**AIM OF THE TASK**
Please render the records, from their start through the line containing "(96, 45), (107, 108)" (inclusive), as a two-column CSV with the columns input and output. Give one row per record, with its text under input and its answer under output, each in a single quoted field with line breaks replaced by spaces, and leave the pictures out.

**RECORDS TO USE**
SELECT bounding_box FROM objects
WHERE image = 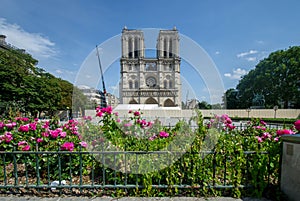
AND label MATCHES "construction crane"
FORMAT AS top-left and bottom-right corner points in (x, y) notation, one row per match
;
(96, 45), (107, 108)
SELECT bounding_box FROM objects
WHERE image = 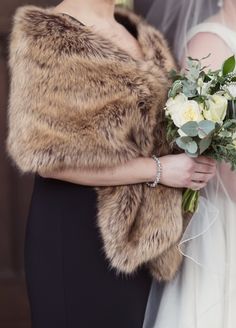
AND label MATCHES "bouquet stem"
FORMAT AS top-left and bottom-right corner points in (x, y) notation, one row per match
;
(182, 189), (200, 213)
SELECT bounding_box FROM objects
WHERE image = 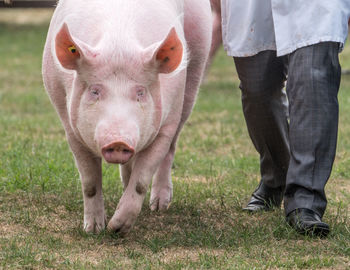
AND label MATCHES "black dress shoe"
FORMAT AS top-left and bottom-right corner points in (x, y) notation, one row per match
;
(243, 182), (284, 212)
(286, 208), (329, 237)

**RESULT**
input,output
"SELECT bounding_box FROM objects WHERE image = AND label MATCHES ""construction crane"" FORMAT AS top-left and bottom-right corner points in (x, y) notation, one row per match ;","(96, 45), (107, 108)"